**Aim of the exercise**
Quote the passage on the Virginia death penalty word for word, starting with "Virginia, both in" and going on through "in one day.".
==== Extracted text ====
The Virginia Death Penalty

Virginia, both in state and modern history, is a highly prolific executioner. In 1608 the Jamestown colony performed America’s first execution. From 1608 to 1976 Virginia executed 1277 people. From 1982 to its last execution in July 2017, Virginia executed 113 people.

Virginia has killed more prisoners than any other state, and in 1951 made history by executing 5 prisoners in one day.

The last person to die at the hands of the state was William Charles Morva for the crimes of killing a police officer and a security guard. The execution of Morva was controversial, and generated international pleas for mercy.

While being held in a county jail for one year awaiting trial for attempted robbery, his mental health deteriorated. Morva was known for being an eccentric survivalist who walked barefoot in the forest and ate raw meat and pine cones. The young man’s defense maintained he was severally mentally ill, psychotic, and suffering from a serious delusional disorder, and the jury was unable to understand the severity of  his illness. Unmedicated he was not able to properly participate in his defense.
==== Rows ====
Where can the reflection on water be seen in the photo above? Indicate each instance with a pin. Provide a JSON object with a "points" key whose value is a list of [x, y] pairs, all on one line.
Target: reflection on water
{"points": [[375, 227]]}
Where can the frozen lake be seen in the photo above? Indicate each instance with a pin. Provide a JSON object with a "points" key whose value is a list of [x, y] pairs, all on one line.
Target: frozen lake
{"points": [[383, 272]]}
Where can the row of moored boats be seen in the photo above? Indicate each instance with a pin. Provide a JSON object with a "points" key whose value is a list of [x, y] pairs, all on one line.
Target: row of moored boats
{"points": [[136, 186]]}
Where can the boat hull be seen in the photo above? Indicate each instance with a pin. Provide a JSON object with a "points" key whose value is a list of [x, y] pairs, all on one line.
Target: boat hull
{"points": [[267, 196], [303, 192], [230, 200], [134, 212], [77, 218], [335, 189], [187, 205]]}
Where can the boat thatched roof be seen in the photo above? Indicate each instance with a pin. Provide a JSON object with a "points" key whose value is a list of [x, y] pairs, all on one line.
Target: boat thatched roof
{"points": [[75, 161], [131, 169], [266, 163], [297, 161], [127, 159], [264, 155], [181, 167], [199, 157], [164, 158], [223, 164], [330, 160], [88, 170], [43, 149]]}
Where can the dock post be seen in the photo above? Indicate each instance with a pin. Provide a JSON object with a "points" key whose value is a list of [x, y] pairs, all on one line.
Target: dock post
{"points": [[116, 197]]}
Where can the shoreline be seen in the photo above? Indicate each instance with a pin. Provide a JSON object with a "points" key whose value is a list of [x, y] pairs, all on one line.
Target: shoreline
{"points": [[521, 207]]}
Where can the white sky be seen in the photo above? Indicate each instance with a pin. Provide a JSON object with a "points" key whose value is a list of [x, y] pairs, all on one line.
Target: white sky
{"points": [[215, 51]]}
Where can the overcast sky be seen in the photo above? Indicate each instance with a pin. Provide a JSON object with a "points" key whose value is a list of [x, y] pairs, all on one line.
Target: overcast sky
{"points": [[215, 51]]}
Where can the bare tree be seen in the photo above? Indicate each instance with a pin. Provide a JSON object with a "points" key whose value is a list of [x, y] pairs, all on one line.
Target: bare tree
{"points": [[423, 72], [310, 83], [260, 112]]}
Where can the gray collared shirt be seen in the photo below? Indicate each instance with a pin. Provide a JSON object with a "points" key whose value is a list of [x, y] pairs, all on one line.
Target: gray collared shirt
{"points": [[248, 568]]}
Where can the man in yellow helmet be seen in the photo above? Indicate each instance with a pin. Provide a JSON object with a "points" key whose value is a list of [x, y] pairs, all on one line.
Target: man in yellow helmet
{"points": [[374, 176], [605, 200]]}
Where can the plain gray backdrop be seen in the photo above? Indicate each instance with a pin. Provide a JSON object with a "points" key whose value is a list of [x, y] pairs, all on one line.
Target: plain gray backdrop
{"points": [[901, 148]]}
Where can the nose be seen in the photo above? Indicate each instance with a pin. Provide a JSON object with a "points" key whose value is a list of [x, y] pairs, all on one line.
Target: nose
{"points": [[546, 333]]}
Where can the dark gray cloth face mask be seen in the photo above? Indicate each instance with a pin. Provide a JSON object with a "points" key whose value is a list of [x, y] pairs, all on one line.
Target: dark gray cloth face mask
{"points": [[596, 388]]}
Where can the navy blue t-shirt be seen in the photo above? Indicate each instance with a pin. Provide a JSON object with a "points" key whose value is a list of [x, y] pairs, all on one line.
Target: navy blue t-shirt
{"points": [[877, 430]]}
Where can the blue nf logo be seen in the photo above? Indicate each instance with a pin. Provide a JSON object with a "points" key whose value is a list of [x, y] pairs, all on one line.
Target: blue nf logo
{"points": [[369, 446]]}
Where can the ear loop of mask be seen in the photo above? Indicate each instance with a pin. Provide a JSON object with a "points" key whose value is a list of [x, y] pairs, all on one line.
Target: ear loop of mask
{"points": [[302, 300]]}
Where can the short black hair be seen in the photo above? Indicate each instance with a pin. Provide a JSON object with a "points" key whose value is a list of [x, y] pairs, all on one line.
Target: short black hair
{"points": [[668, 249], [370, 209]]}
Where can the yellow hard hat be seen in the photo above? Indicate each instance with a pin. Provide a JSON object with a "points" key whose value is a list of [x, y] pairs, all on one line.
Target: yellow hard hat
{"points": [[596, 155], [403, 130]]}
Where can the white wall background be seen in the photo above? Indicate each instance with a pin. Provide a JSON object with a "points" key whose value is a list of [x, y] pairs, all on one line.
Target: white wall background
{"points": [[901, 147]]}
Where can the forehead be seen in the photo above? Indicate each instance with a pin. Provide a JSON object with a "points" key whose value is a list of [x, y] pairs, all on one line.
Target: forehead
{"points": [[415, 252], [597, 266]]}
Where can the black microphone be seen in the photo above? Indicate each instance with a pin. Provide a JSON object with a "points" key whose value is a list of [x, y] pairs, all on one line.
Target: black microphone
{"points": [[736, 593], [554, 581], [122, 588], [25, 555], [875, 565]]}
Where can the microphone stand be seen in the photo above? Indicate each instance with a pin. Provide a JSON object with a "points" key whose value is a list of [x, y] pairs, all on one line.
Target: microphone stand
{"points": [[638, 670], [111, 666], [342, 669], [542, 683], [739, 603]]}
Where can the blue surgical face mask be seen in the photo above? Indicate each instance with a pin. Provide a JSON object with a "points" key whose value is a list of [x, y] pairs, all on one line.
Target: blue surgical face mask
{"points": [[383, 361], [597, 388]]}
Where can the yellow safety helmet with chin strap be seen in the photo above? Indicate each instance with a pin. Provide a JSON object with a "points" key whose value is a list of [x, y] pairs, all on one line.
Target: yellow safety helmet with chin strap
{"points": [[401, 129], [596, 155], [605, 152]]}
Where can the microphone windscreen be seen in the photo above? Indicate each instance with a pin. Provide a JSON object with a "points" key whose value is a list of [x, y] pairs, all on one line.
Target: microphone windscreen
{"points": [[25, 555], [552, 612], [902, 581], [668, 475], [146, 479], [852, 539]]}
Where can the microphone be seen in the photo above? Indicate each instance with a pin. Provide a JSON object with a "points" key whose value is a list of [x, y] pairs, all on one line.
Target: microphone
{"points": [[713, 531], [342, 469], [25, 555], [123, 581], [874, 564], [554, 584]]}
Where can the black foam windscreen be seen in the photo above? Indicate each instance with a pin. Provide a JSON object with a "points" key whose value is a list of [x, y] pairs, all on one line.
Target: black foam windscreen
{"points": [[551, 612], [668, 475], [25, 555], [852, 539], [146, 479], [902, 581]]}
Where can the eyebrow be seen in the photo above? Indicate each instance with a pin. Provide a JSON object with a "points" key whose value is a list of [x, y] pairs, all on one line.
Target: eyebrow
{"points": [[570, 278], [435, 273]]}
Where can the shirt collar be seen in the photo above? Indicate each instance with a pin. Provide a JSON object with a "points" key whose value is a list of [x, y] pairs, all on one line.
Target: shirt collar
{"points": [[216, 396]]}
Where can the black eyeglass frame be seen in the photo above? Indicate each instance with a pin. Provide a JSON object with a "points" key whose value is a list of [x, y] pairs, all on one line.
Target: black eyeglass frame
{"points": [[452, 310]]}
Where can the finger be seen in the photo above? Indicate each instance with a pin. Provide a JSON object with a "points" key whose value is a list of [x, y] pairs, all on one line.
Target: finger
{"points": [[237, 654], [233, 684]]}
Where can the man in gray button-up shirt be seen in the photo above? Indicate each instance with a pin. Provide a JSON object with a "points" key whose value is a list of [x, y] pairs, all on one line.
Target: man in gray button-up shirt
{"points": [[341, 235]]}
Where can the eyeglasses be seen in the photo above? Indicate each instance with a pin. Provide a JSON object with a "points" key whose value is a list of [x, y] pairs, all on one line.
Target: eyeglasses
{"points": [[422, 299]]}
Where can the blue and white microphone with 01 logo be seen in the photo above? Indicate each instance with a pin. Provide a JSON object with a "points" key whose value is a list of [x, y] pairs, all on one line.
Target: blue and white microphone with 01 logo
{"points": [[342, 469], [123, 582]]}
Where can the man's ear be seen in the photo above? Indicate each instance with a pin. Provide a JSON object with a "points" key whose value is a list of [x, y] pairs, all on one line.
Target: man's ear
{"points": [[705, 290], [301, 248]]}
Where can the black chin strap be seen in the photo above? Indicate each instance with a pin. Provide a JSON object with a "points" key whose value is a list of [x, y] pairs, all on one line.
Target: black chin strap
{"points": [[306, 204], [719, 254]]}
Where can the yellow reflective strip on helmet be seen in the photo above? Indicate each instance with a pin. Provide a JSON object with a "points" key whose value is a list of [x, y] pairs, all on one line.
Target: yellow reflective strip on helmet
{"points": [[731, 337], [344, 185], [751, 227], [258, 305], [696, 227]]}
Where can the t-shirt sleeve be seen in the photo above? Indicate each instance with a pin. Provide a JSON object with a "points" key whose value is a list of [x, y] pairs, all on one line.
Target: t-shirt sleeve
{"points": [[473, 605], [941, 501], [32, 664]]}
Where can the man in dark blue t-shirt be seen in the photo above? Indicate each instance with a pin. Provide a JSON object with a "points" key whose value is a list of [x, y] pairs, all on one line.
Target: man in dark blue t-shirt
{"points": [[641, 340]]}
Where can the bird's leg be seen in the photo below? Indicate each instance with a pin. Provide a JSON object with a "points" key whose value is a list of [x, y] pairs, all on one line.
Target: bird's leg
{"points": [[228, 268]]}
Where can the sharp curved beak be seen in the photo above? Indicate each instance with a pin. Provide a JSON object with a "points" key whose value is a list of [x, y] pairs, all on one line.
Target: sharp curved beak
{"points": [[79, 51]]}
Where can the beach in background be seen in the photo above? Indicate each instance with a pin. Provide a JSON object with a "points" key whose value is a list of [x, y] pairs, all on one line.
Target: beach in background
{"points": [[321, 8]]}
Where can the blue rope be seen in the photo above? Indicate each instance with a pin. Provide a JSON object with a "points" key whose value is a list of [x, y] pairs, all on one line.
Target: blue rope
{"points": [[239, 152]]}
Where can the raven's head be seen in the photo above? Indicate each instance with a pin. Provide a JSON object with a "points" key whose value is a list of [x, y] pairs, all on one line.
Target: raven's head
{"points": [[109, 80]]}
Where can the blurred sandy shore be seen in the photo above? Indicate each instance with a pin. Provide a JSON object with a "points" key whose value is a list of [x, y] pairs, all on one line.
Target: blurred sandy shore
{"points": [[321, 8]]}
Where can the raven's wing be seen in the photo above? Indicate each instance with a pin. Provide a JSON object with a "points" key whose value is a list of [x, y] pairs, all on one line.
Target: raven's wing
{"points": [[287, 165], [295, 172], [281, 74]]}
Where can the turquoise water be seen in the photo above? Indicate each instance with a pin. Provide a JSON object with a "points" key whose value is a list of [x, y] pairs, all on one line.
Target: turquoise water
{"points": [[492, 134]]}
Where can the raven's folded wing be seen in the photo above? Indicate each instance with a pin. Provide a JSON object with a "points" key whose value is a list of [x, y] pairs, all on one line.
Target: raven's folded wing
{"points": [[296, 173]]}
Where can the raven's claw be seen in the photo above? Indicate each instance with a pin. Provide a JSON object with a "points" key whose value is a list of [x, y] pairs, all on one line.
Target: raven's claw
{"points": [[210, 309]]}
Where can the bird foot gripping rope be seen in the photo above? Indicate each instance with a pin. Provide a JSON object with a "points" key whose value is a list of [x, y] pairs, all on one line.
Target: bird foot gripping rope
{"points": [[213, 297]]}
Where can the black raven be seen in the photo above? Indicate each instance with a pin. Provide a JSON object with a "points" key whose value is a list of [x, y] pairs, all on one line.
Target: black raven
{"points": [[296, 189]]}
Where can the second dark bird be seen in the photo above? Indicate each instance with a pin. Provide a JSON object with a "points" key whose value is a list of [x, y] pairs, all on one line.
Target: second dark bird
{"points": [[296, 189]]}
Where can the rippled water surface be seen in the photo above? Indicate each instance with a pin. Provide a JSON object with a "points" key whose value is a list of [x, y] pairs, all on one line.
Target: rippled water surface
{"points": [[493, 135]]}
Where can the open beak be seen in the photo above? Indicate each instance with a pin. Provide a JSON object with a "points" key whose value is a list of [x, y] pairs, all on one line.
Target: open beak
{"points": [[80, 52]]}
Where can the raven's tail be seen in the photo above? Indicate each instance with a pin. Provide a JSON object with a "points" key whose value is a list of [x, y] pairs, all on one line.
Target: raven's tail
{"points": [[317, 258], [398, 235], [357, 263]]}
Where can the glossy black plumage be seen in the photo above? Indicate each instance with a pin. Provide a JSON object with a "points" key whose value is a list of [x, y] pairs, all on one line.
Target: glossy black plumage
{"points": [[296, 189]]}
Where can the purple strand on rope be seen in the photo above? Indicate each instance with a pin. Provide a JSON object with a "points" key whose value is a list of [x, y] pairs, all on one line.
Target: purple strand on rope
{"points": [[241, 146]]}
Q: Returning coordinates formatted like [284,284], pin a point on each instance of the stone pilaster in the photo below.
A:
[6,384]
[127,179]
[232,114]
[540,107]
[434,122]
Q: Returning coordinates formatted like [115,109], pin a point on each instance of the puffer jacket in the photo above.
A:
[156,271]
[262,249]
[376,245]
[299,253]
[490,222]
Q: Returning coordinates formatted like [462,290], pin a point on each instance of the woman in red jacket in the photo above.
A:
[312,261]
====
**Task answer**
Virginia, both in state and modern history, is a highly prolific executioner. In 1608 the Jamestown colony performed America’s first execution. From 1608 to 1976 Virginia executed 1277 people. From 1982 to its last execution in July 2017, Virginia executed 113 people.

Virginia has killed more prisoners than any other state, and in 1951 made history by executing 5 prisoners in one day.